[What you should do]
Condense the paragraph beginning "METHODS: From July 2003" in the emergency department satisfaction abstract into a short bulleted list that keeps its main facts.

[Document section]
○ ○ ○

Waiting time and assessment of patient satisfaction in a large reference emergency department: a prospective cohort study, France

Isabelle Pitrou, Annie-Claude Lecourt, Laurent Bailly, Benoît Brousse, Luc Dauchet, Joël Ladner
European Journal of Emergency Medicine: Official Journal of the European Society for Emergency Medicine 2009, 16 (4): 177-82

OBJECTIVES: To assess patient satisfaction in a French Emergency Department (ED) and to determine factors associated with dissatisfaction.

METHODS: From July 2003 to February 2004, a prospective cohort study was conducted in an ED (Elbeuf Reference Hospital, Upper-Normandy region). Baseline data collection was performed during individual interview at inclusion. Waiting time in the ED was recorded. Patient satisfaction was assessed by telephone 1 month later. Questions included assessment of overall satisfaction and three different areas of satisfaction: quality of reception, patient-doctor communication, and delays.

RESULTS: One hundred sixty-five patients were included, 146 patients (88.5%) responded to the telephone follow-up. We found high levels of satisfaction in the ED (89.7%). Highest satisfaction rate (92.5%) was for reception. Lower satisfaction rates were reported for waiting times (72.6%) and medical information provided by physicians (71.9%). The mean total time spent was 149.9 min (median=133.5). In multivariate analysis, waiting time was the unique independent determinant of patient dissatisfaction: second quartile odds ratio (OR)=0.40; 95% confidence interval (CI)=(0.06-2.66), third quartile OR=1.45; 95% CI=(0.32-6.47), last quartile OR=2.69; 95% CI=(0.65-11.08); ptrend=0.04.

○ ○ ○

[Provided information]
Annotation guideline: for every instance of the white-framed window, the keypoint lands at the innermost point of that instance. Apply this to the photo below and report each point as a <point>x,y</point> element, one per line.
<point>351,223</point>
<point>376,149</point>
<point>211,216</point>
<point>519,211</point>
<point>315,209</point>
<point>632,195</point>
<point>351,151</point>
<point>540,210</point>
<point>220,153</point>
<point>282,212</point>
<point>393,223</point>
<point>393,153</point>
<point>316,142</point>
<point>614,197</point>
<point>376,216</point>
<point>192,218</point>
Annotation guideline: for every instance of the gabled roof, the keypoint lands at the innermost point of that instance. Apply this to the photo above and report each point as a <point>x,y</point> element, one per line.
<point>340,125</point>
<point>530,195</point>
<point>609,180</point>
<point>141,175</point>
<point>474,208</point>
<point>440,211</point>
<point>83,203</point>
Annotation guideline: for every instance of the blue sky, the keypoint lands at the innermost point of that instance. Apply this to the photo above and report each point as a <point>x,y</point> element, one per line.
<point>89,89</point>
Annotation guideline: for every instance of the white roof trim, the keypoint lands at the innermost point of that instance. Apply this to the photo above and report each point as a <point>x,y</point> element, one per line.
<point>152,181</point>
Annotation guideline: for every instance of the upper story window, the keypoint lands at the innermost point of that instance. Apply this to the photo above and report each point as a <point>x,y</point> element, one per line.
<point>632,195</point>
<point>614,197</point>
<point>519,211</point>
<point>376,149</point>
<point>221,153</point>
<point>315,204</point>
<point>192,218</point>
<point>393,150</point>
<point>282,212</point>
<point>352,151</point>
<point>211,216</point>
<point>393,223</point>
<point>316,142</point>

○ ○ ○

[The completed task]
- Design: prospective cohort study, July 2003 to February 2004
- Setting: emergency department of Elbeuf Reference Hospital, Upper-Normandy region
- Baseline data: collected by individual interview at inclusion
- Waiting time in the department: recorded
- Follow-up: patient satisfaction assessed by telephone 1 month later
- Satisfaction measured: overall, plus quality of reception, patient-doctor communication, and delays